◆ **SHORT EXERCISE**: Reproduce the records from the line containing "Tag a point on every instance of the pink" through the end of the records, shifting every coordinate in the answers by -150. Leave the pictures out.

::: PROVIDED INFORMATION

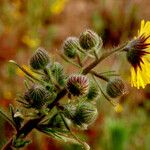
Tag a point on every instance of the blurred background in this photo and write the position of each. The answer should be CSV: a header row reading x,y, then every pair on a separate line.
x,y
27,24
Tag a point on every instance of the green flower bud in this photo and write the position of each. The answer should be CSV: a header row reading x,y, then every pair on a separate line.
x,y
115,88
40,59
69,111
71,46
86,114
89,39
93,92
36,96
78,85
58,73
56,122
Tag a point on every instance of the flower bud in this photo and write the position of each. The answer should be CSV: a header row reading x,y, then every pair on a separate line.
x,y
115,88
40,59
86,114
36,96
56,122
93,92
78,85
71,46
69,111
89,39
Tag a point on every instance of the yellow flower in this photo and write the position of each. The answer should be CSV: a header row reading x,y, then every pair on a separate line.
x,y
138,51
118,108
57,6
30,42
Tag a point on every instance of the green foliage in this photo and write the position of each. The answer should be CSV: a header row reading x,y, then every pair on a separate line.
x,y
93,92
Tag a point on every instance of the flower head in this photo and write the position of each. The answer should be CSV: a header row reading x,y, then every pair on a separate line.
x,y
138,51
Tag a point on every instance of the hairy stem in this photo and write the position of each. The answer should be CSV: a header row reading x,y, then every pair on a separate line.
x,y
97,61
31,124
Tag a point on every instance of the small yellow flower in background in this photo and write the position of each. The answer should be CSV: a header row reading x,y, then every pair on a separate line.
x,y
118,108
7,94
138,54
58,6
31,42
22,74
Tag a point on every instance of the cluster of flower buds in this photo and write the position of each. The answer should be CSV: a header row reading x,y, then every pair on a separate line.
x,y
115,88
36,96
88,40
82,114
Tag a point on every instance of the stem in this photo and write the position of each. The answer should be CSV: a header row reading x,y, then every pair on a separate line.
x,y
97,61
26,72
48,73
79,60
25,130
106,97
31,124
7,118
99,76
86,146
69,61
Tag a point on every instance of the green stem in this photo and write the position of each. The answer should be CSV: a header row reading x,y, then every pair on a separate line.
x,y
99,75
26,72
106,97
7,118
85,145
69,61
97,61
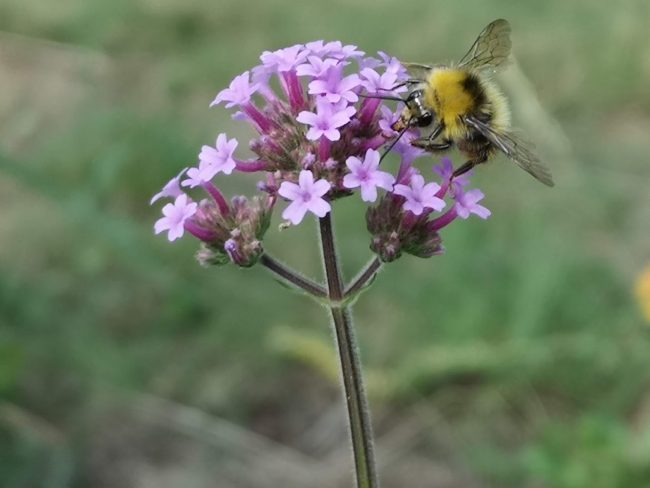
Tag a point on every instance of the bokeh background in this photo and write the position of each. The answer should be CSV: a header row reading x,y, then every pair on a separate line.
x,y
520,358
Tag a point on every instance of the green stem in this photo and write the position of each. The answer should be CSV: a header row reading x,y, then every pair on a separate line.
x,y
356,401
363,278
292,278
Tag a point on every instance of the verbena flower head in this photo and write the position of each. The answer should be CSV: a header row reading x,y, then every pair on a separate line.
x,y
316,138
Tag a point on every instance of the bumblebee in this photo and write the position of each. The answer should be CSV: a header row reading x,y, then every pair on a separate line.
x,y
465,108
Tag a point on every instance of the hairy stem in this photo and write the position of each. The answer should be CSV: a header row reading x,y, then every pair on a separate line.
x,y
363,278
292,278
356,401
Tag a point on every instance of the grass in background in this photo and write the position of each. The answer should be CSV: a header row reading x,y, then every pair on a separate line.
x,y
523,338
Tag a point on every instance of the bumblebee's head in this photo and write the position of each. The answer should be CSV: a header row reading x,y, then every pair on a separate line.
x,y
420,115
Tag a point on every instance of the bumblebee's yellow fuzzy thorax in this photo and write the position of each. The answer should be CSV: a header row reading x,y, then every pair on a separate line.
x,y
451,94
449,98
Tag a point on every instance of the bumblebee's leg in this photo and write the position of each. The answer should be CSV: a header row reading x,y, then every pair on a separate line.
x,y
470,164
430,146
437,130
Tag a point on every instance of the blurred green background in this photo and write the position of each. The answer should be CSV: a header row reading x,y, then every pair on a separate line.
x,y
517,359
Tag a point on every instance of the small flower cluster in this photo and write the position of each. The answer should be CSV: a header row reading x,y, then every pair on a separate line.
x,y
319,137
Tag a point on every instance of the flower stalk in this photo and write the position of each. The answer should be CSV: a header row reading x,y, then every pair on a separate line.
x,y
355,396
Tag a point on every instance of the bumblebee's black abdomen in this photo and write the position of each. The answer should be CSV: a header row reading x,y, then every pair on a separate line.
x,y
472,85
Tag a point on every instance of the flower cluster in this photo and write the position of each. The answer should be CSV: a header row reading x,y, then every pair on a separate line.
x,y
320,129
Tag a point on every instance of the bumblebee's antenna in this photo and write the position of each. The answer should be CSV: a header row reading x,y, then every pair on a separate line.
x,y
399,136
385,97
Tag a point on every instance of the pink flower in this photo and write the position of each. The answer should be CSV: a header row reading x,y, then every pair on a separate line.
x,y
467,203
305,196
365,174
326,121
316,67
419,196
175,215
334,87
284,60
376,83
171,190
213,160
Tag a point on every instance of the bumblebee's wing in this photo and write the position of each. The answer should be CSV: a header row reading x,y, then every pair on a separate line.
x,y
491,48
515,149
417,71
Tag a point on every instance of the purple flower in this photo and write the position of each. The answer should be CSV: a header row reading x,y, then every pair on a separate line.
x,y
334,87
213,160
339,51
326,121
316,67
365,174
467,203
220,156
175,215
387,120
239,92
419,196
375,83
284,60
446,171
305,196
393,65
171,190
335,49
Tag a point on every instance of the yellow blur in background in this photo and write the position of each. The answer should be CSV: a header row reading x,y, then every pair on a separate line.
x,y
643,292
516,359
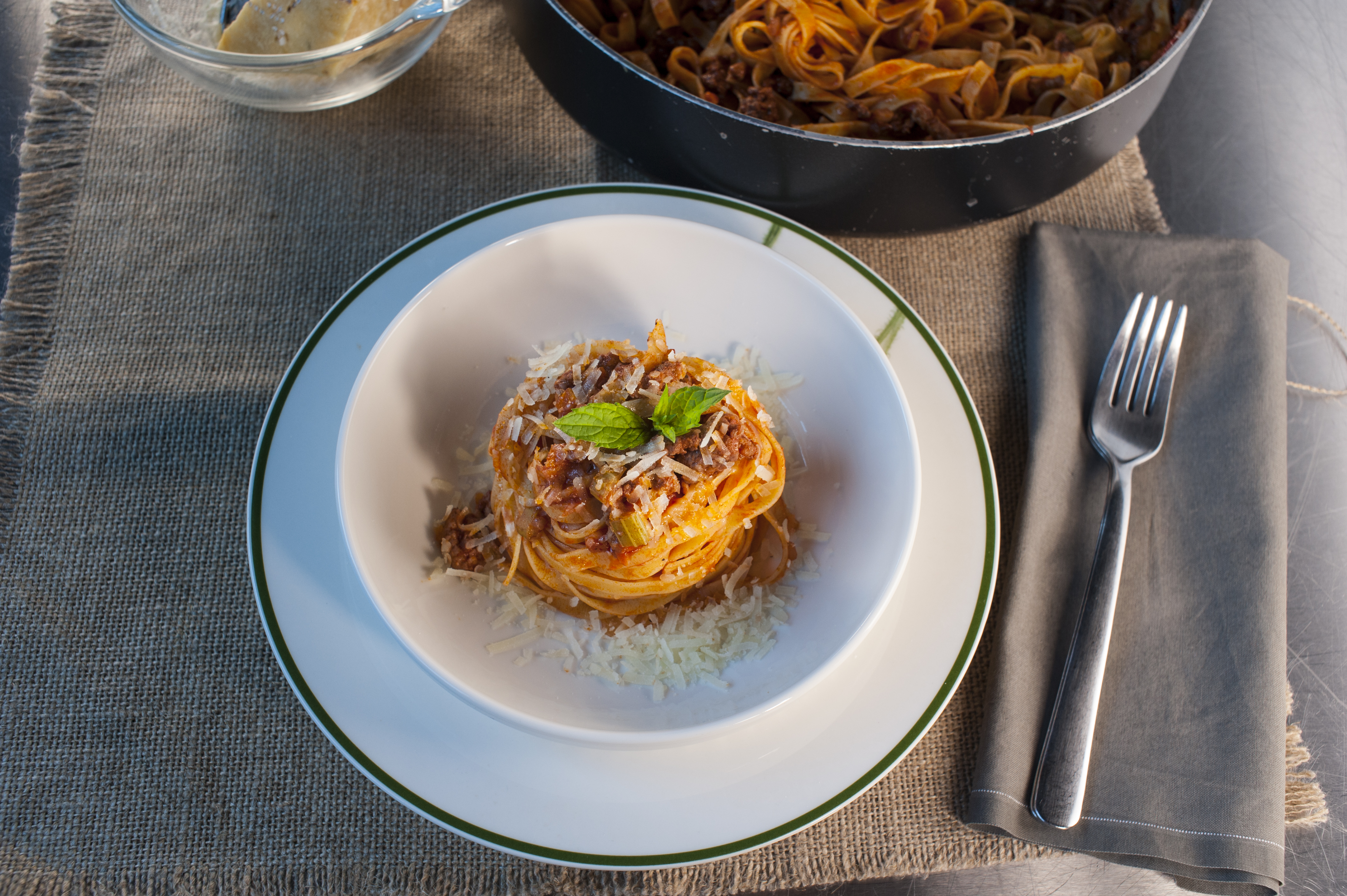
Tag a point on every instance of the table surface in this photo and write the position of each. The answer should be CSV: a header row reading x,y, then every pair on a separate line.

::::::

◆ **RESULT OF THE EXERCISE**:
Tag a point on every instance of the pink flower in this photo and write the position of each. The answer should be CSV: a header row reading x,y, then every pair on a separate line.
x,y
317,53
155,46
215,24
176,-29
166,-83
269,46
25,65
184,-63
134,-90
226,-67
21,40
63,10
Tag a point on every instance of the bumblebee's wing in this photo and write the position of each. The answer should be CSV: a header row reading x,y, then every pair on a separate line.
x,y
341,-102
365,-1
267,-79
Tag a point on every instance of the purple flower in this photo and write the position of each. The answer should be CSV: a header row reading x,y, then every pair on a separate line.
x,y
184,-63
63,10
189,-99
176,-29
166,-83
215,24
317,53
70,6
25,65
237,-30
89,-58
269,46
225,-67
134,-90
296,21
155,46
243,-85
21,40
185,-101
Tag a point on every instance of the yellow blur in background in this photo and write the position of each. The answer should be CSV: a header row reading x,y, then every pair on a separate line.
x,y
493,142
366,209
Tag a point on every instance of the table surface in this photo and write the position of each. The answer should be CSV: a header row reading x,y, then every pair on a separate line.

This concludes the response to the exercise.